## REQUIRED TASK
Copy out every line of the entries below, requests included, and offset each coordinate in the answers by adding 149 to both numbers. Omit the pictures.

## INPUT
-- Begin --
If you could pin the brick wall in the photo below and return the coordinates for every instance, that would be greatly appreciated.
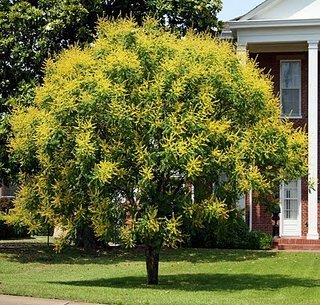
(270, 62)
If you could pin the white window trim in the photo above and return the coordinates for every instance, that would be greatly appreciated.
(281, 197)
(300, 89)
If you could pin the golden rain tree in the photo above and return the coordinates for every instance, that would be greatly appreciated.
(121, 129)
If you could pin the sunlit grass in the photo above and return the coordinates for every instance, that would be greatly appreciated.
(187, 276)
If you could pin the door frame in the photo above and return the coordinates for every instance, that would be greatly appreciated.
(281, 193)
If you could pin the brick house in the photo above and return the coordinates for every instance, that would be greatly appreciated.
(283, 36)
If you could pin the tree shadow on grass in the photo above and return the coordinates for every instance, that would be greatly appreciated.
(201, 282)
(43, 254)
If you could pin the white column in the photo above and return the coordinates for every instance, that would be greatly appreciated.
(313, 140)
(242, 52)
-- End --
## COMPLETED TASK
If you could pin the brick wall in the photo below and return the coordinates for every instance, that would be greatly appreciated.
(419, 211)
If you could pin the white window trim in the photo above and return the coordinates for every instance, that would be greatly appreciated.
(430, 346)
(449, 238)
If you could pin the golden rain tree in the photo above and return the coordinates for every instance, that would be greatly appreciated.
(270, 278)
If you could pin the sunlit grass in the photo above and return the coordinates for every instance, that would be greatly appreciated.
(336, 425)
If you could pin the door frame in the photo above and return the coordinates for every instance, that would be greatly appreciated.
(430, 342)
If you could pin the brick house in the photo above and return the coordinates for every instance, that would be greatly appreciated.
(432, 185)
If you could pin the tree shadow on grass in the photo above and return the coordinates for every instance, that would be greatly appreciated.
(350, 431)
(192, 403)
If you could pin the white column in the photo above and return the coordinates for every instance, that would be greatly appreciated.
(462, 289)
(391, 201)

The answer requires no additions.